◆ To do:
[1] In the DTrace overview, what is a probe with no specific module called?
[2] List the main components of DTrace named in the DTrace overview.
[3] Resume the DTrace overview from its final sentence.

◆ Selected extract:
If the answer to the above is 'yes' then DTrace should become your new best friend. If it's 'no' then it's probably just owing to my inability to think up scenarios!
The main components of DTrace are the probe, the provider, the consumer and the D Programming Language.
As illustrated below, the dtrace(1M) command is the primary consumer which DTrace uses to enable instrumentation into the kernel/process. Consumers are utilities which request information on specific kernel/user statistics and report back to the user. Consumers are usually run by DTrace scripts, but can be called from the command line. The consumers are then processed through the DTrace software library and compiler. Utilities called Providers, which are trigger points to kernel modules enabling a requested probe to fire when it is hit, then retrieve the requested data and report back up the chain to the consumer requesting the data.
               a.d   b.d
               intrstat(1M)
               dtrace(1M)   
               sysinfo   
A probe is a point of interest which we can stop at and perform a set of actions that will typically record some data for us. A probe is made up of a provider name,module, function and name, and is rendered in a 4-tuple format:
       provider:module:function:name
The "provider" is the name of the DTrace provider that is publishing this probe (trigger point).
The "module" is the name of the module in which this probe is located.
The "function" is the name of the function within the module in which this probe is located.
The "name" is a name that gives an idea of the probe's semantic meaning (what it does).
Each probe is assigned a unique identifying integer (viewable in ID field of dtrace output). A probe with a specific purpose/module is called an "anchored" probe. A probe with no specific module is referred to as "unanchored."


  • An example of an anchored probe: fbt:pm:pm_open:entry

  • An example of an unanchored probe: dtrace:::BEGIN

  • Some anchored probes do not list a module, but list a function: syscall::forkall:entry

Since the "forkall" is a unique system call, it's associated module does not require a reference.
DTrace has its own language called 'D' which is formed from a large subset of the 'C' programming language plus some tracing-centric additions. (If you don't know 'C' don't panic because 'D' is really easy - a few examples are all that's needed to get you on the way!). A 'D' program (we'll see some later) is essentially made up of probes, predicates and actions. A probe is a point of interest that we can stop at and perform a set of actions that will typically record some data for us. Typical actions may include recording a timestamp, a stacktrace or a function argument. A predicate allows us to conditionally execute a probe based upon a given set of conditions at the time we hit (or 'fired') the probe.

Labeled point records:

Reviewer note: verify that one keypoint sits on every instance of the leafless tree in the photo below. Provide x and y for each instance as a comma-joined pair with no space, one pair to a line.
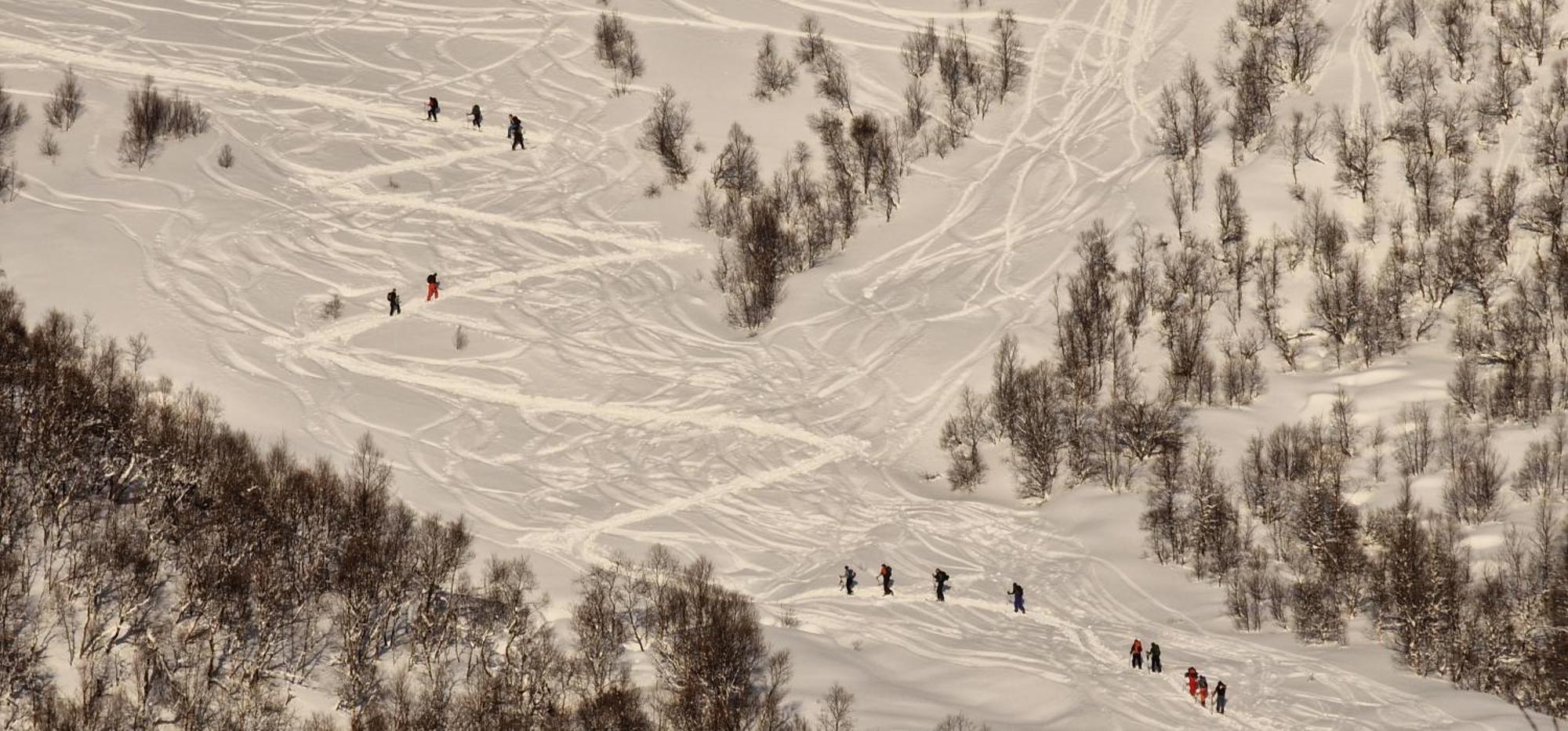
615,45
1409,15
664,134
920,49
65,103
962,436
1304,42
1356,142
1457,31
775,74
1009,52
811,46
13,115
1379,23
49,145
833,81
838,709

◆ The replies:
[1] Unanchored

[2] The probe, the provider, the consumer and the D Programming Language.

[3]
The dtrace(1) command compiles your 'D' and injects it into the kernel where it is executed by DTrace. The probes named in your program are enabled and the running kernel or application is instrumented. Note that all this is totally dynamic so probes are enabled only when you use them and instrumented code is present only for the duration of your dtrace(1) session. This means that there is zero probe effect for disabled probes and the only tracing effect there is (which is minimal) is directly attributed to the enabled probes. The DTrace environment is also able to check your 'D' for run time errors such as divide by zero and invalid dereferences so you can never damage a live kernel or application with errant or mischievous code therefore tracing can be done on live, production kernels.
The number of probes that are available is staggering. On my impoverished Ultra 10 I have 40673 kernel based probes (this will vary from system to system) and we can instrument down to instruction level in every userland application therefore giving us an infinite number of probes!
Well, all that said, the best thing to do now is to have a look at how a few simple things are done. Firstly we'll look at an age old problem, that being the sequence of questions which are:


  • What are all those system calls?

  • Who is generating them?

  • How are they generating them?

Right now in Solaris it is possible to answer these simple questions using a mix of tools comprising of prex(1), tnfdump(1), truss(1), pstack(1), prun(1) and your favorite way of munging masses of data together into a coherent form i.e awk(1) or perl(1) ...
In DTrace we can do:
What are all these system calls?
# cat syscall.d
#!/usr/sbin/dtrace -qs
syscall:::entry
{
         @a[probefunc] = count();
}
We won't worry about the detail here but this enables the system call entry point probe for every system call (216 in total). We are using what is called an aggregation to record the name of the system call probe we fired and also to keep a count of the number of times we fired it. Running this for 5 seconds on my idle laptop we get:
# ./syscall.d
fstat64                                                           1
writev                                                            2
sigaction                                                         2
lwp_park                                                          3
pset                                                              3
setcontext                                                        3
gtime                                                             4
brk                                                               6
nanosleep                                                         6
xstat                                                             7
lstat64                                                          21
write                                                            28
read                                                             28
p_online                                                         42
poll                                                             76
ioctl                                                            85
gettimeofday                                                    101
sigprocmask                                                     378
From this we can see that the sigprocmask(2) call is the most prolific. We can then move on to ask:
Who is making the sigprocmask(2) calls?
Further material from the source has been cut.